*About this task*: The full set of records below is to be reproduced without a single alteration.

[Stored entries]

□ □ □ □ □ □ □

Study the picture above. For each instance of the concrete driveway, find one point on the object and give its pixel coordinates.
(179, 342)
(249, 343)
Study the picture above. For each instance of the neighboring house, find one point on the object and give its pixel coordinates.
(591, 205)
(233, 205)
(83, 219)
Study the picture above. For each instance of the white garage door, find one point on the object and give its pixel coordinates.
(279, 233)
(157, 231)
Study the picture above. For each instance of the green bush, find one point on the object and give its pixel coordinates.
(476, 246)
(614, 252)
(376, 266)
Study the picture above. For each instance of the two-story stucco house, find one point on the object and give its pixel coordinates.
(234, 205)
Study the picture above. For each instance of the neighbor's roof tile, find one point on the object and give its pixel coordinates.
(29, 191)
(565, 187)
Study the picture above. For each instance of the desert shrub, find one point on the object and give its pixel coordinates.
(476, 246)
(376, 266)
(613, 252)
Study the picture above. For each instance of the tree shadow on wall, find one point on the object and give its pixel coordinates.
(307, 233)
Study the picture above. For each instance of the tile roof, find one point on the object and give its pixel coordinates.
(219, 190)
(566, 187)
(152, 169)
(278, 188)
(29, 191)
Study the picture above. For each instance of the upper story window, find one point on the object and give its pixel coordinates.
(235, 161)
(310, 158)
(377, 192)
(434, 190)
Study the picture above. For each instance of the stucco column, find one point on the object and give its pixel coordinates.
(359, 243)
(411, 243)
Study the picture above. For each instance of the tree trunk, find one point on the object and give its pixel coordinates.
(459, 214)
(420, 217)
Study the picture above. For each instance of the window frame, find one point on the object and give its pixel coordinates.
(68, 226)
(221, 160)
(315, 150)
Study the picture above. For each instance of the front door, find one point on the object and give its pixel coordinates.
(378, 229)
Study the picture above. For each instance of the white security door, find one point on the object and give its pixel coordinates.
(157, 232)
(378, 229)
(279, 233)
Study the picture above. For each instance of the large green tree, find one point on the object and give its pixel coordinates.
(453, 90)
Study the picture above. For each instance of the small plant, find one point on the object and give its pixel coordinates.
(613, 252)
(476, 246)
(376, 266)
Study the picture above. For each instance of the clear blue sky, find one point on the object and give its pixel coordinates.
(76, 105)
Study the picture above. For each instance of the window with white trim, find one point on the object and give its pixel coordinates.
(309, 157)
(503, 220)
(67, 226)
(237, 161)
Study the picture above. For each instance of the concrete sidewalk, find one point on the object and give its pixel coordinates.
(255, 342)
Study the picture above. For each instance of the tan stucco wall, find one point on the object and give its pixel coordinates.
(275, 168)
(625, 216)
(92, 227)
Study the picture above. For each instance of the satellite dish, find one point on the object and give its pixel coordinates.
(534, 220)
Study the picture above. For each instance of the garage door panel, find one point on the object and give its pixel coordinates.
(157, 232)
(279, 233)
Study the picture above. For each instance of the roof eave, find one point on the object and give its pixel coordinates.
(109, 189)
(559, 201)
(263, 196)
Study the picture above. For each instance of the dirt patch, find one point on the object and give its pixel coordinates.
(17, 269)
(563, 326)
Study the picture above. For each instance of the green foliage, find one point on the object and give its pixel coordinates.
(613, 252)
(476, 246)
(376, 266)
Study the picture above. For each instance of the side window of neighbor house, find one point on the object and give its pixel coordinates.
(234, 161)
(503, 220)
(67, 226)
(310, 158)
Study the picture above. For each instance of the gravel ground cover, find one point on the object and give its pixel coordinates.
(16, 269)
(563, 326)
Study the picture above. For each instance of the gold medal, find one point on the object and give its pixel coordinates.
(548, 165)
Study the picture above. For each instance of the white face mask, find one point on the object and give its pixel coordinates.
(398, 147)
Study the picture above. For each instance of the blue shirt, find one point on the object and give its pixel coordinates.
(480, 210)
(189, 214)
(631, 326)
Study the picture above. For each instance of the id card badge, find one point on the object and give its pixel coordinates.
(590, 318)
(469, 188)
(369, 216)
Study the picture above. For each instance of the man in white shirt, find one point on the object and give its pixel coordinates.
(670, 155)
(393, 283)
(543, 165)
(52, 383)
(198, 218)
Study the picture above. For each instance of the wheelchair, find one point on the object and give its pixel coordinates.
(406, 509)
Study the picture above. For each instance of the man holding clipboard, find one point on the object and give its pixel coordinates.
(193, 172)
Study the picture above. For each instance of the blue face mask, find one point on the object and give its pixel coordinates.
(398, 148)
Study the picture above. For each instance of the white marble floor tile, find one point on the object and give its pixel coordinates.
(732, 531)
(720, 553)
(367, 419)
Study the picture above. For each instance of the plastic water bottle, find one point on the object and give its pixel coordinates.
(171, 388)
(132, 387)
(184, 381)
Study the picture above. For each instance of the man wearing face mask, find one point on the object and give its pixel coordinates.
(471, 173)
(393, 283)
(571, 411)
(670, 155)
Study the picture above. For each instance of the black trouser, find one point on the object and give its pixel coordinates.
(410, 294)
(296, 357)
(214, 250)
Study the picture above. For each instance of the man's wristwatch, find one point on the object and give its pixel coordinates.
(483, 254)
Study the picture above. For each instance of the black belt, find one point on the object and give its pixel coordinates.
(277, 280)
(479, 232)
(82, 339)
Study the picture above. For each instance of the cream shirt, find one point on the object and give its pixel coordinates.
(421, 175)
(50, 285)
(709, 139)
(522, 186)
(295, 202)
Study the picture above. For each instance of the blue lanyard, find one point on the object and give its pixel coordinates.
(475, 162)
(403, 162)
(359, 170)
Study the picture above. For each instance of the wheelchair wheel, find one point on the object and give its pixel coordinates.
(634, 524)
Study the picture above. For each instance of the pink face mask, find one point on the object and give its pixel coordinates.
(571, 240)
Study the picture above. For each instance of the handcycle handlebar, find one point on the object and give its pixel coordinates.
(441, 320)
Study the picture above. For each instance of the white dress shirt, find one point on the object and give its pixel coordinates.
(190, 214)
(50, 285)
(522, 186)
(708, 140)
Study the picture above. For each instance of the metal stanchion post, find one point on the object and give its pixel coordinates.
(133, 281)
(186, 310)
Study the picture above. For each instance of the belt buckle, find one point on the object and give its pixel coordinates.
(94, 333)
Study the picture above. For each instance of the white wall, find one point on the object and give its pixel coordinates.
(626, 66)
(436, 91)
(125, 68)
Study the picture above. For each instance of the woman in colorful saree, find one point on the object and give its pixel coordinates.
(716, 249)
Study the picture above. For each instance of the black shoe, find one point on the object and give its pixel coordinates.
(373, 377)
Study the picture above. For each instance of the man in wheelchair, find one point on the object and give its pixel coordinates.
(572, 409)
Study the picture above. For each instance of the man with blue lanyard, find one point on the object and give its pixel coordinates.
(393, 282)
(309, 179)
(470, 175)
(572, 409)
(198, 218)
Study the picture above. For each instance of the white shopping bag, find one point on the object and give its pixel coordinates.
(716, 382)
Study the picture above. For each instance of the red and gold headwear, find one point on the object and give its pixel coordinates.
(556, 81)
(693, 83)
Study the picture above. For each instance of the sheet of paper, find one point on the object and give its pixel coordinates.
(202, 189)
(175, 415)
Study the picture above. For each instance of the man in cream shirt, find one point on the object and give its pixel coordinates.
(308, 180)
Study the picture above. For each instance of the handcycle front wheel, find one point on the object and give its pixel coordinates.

□ □ □ □ □ □ □

*Finished task*:
Study the picture above. For each instance of the concrete driveway, find one point on the object and give its pixel coordinates.
(179, 342)
(249, 343)
Study the picture above. For each instance of the neighboring house, find one point on the object and give its pixel coordinates.
(591, 205)
(233, 205)
(83, 219)
Study the picture above. For each instance of the white garage door, find one point on the object and give its pixel coordinates.
(279, 233)
(157, 231)
Study the picture above. For each instance of the green bush, find one point on the object and give its pixel coordinates.
(476, 246)
(614, 252)
(376, 266)
Study the picture above. For each instance of the two-story stucco house, find one point on the object and give its pixel coordinates.
(234, 205)
Study the picture above. For each instance of the neighbor's roof tile, find one point on the object and give its pixel coordinates.
(29, 191)
(565, 187)
Study the picture above. For each instance of the desert shrub, find one point on the object and give its pixel coordinates.
(476, 246)
(376, 266)
(613, 252)
Study the picture above. For each instance of the tree shadow on wall, find one point on the object and give its pixel coordinates.
(307, 233)
Study the picture above. For each instance of the tile roof, find one point on the object and give its pixel coordinates.
(219, 190)
(566, 187)
(152, 169)
(278, 188)
(29, 191)
Study the picture above. For each instance of the upper story window, find one point on the object and give its pixel coordinates.
(235, 161)
(310, 158)
(377, 192)
(434, 190)
Study the picture above. For each instance of the stucco column, find one point on the object and give its pixel coordinates.
(359, 243)
(411, 243)
Study the picture above. For each instance of the tree trunk, find one point on the object and give its pixel coordinates.
(459, 214)
(420, 217)
Study the picture above. For each instance of the window frame, find one point on the object and give its pixel coordinates.
(68, 226)
(221, 160)
(315, 150)
Study the picture above. For each instance of the front door, find one point on the object and give its pixel coordinates.
(378, 229)
Study the picture above. For each instance of the white security door, find one point on the object and give its pixel coordinates.
(157, 232)
(378, 229)
(279, 233)
Study the picture above. For each instance of the large green tree, find one point on the object and give its pixel coordinates.
(453, 90)
Study the picture above. For each instance of the small plant, find one point on the object and give its pixel coordinates.
(613, 252)
(476, 246)
(376, 266)
Study the picture above. For each instance of the clear blue sky, find one point on the object and give its pixel coordinates.
(76, 105)
Study the picture above. For each instance of the window with white trim, find one point on the object and give its pixel coordinates.
(309, 157)
(503, 220)
(67, 226)
(237, 161)
Study the picture above. For each instance of the concrete sidewalk, find one point on the object and give its pixel coordinates.
(255, 342)
Study the picture above. For each instance of the tan stucco wall, find one point on the object and give its pixel coordinates.
(275, 168)
(625, 216)
(92, 227)
Study the picture above. For each instance of the satellite dish, find one point on the object and give its pixel coordinates.
(534, 220)
Study the picture above. For each instance of the garage door panel, find one point on the object and give its pixel coordinates.
(157, 232)
(279, 233)
Study the picture above. For each instance of the roof eave, find one point on the object and give its pixel coordinates.
(109, 189)
(559, 201)
(263, 196)
Study the picture above. For each instance of the dirt patch, find one point on the object and give its pixel coordinates.
(17, 269)
(563, 326)
Study the picture above. For each instance of the green foliage, find one point on the object and give its pixel coordinates.
(613, 252)
(476, 246)
(376, 266)
Study the picture above. For each instance of the side window of neighbor house, find one point on the object and give its pixel coordinates.
(234, 161)
(503, 220)
(67, 226)
(310, 158)
Study the picture above. For each instance of the gravel ground cover, find one point on the object and give its pixel coordinates.
(16, 269)
(563, 326)
Study the picture above. For each instance of the gold medal, find one point on the object and give its pixel coordinates.
(548, 165)
Study the picture above. For each instance of the white face mask, find one point on the object and give its pixel coordinates.
(398, 147)
Study the picture above. For each instance of the blue shirt, find one point on the object and give its pixel coordinates.
(480, 210)
(189, 214)
(631, 326)
Study the picture above. For each instance of the id card badge, find one point on the object and give its pixel coordinates.
(590, 318)
(469, 188)
(369, 216)
Study the picture above. For each instance of the man in white shirt, find one point on the object and give its pixel coordinates.
(670, 155)
(393, 283)
(543, 165)
(52, 383)
(198, 218)
Study the picture above. For each instance of the wheelchair, find one point on the object and give its pixel coordinates.
(406, 509)
Study the picture above. For each instance of the man holding clipboard, find one point on the object and give its pixel coordinates.
(193, 172)
Study the picture above. For each instance of the blue face mask, find one point on the object and give its pixel coordinates.
(398, 148)
Study the picture above. For each instance of the white marble floor tile, find one point on the object and give its pixel coordinates.
(732, 531)
(720, 553)
(367, 419)
Study the picture above. For each instance of the plastic water bottle, find one point on the object and give its pixel coordinates.
(171, 388)
(132, 387)
(184, 381)
Study the picture above. For each instance of the man wearing face mask, find one point on the object and give its pixel coordinates.
(471, 173)
(393, 283)
(571, 411)
(670, 155)
Study the picture above. For each instance of the black trouser, find one point on the object and give its pixel coordinates.
(410, 294)
(296, 357)
(214, 250)
Study the picture above. For each instance of the man's wristwatch, find one point on the object and give its pixel coordinates.
(483, 254)
Study the picture above. For each instance of the black belt, find one point on the object and give its pixel coordinates.
(277, 280)
(479, 232)
(82, 339)
Study the picture above. For each instance of the cream shirt, find one point on the object and give its pixel coordinates.
(421, 175)
(50, 285)
(709, 139)
(522, 186)
(295, 202)
Study the picture above. For each instance of the blue lanyard, find one point on the object and give its pixel coordinates.
(475, 162)
(403, 162)
(359, 170)
Study the picture above. For each instance of the wheelchair wheel, find one point on the object and give its pixel coordinates.
(634, 524)
Study the picture above. For each instance of the pink face mask, find one point on the object and give its pixel coordinates.
(571, 240)
Study the picture above. For each instance of the handcycle handlebar, find one point on the object and give its pixel coordinates.
(441, 320)
Study the picture above. For each instance of the white dress shirt, find one point on the object and give its pixel coordinates.
(190, 214)
(50, 285)
(522, 186)
(708, 140)
Study the picture above. For each instance of the metal stanchion post, find one point on the object and give its pixel coordinates.
(133, 281)
(186, 310)
Study the picture above. For each instance of the belt buckle, find one point on the object and give its pixel coordinates.
(94, 333)
Study the picture above. For each instance of the white wall, find one point on the object and give its pixel coordinates.
(626, 66)
(436, 91)
(125, 68)
Study the picture above. For each instance of the woman in colorful saree, find one point on the object and give its pixel coordinates.
(716, 249)
Study the picture above. For each instance of the black shoe, find one point on the object and give its pixel coordinates.
(373, 377)
Study the picture above. For each instance of the man in wheelchair, find one point on the object and give its pixel coordinates.
(572, 409)
Study the picture above. For each instance of the man with blue lanyard, find one point on the object and give its pixel coordinates.
(393, 282)
(309, 179)
(470, 175)
(572, 409)
(198, 218)
Study the picture above. For each instance of the white shopping bag, find one point on the object and give its pixel coordinates.
(716, 382)
Study the picture above. For each instance of the red and gold headwear, find one point on the object and give its pixel coordinates.
(556, 81)
(693, 83)
Study the picture above. For each instance of the sheet of paper, find one point on the object and give its pixel coordinates.
(202, 189)
(175, 415)
Study the picture above. For each instance of the man in cream shirt, find one point on the object and give its pixel coordinates.
(308, 180)
Study the picture above. For each instance of the handcycle front wheel, find one point on the object and give its pixel coordinates.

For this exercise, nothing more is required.